TEXTE FOURNI:
Le Paradoxe de Robinson

No 13 - février / mars 2006

François Flahaut

Le Paradoxe de Robinson

lu par Claude Vaillancourt

Claude Vaillancourt

François Flahaut, Le Paradoxe de Robinson, Mille et Une Nuits, 2005.

Capitalisme et société

Le Paradoxe de Robinson de François Flahaut fait partie de ces essais qui développent une seule idée, constamment reprise, déclinée de toutes les manières. Cette idée nous est d’ailleurs annoncée avec roulements de tambours et effets de mise en scène : l’auteur nous parle de «  révolution scientifique en cours », de «  période de transition entre deux conceptions de l’être humain et de la société », d’un changement comparable «  à celui qu’a introduit la théorie de l’évolution ». Nous sommes donc préparés à entendre quelque chose de grand.

La pensée occidentale serait marquée par la conviction que l’individu précède la société, que la société sert les individus qui y trouvent divers avantages, que ces individus s’organisent en société essentiellement pour produire les biens dont ils ont besoin. Le célèbre Robinson Crusoé illustre bien cette façon de penser : seul sur son île, il mène son existence de façon rationnelle, avec les ressources dont il dispose, de façon à vivre le mieux possible. Mais Robinson est un personnage de roman, donc une création qui prend sa source dans une société organisée sans laquelle il n’aurait pu exister. Devant représenter la vraie nature de l’homme, il est en fait le produit d’une « connivence culturelle » et n’existe que dans son rapport aux autres.

TÂCHE À RÉALISER: Recopiez sans rien changer le passage du texte sur Le Paradoxe de Robinson qui commence par les mots contenant « Le Paradoxe de Robinson de » et se termine par « chose de grand. ».

DONNÉES AFFICHÉES:
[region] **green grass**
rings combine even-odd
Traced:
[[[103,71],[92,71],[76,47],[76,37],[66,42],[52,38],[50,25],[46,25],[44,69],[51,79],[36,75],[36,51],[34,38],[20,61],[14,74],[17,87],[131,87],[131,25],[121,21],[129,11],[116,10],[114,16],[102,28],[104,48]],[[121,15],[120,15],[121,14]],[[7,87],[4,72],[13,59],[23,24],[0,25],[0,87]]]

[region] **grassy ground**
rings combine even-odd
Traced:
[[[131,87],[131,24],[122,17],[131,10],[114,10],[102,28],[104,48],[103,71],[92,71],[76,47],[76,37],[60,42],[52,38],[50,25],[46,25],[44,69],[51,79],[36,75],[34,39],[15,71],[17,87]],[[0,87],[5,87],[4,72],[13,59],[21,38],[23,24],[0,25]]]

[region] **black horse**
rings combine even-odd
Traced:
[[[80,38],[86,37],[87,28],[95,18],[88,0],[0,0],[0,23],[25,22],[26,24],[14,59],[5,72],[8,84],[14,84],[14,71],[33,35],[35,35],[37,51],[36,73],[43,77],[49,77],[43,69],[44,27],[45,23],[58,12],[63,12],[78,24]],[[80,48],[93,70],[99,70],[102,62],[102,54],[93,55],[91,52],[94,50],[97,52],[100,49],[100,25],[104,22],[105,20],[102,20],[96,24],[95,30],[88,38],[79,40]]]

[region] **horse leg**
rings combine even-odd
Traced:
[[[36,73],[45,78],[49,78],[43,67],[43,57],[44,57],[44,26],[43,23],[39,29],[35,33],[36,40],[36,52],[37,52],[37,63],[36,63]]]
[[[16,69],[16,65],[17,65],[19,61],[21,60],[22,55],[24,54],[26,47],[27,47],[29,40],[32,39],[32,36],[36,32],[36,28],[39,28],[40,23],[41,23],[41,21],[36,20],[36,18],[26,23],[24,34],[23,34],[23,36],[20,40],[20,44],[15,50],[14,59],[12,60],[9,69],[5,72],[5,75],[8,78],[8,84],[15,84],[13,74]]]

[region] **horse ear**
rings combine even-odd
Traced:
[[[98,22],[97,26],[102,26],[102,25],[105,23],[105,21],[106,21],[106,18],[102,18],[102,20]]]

EXERCICE RÉSOLU:
Le Paradoxe de Robinson de François Flahaut fait partie de ces essais qui développent une seule idée, constamment reprise, déclinée de toutes les manières. Cette idée nous est d’ailleurs annoncée avec roulements de tambours et effets de mise en scène : l’auteur nous parle de «  révolution scientifique en cours », de «  période de transition entre deux conceptions de l’être humain et de la société », d’un changement comparable «  à celui qu’a introduit la théorie de l’évolution ». Nous sommes donc préparés à entendre quelque chose de grand.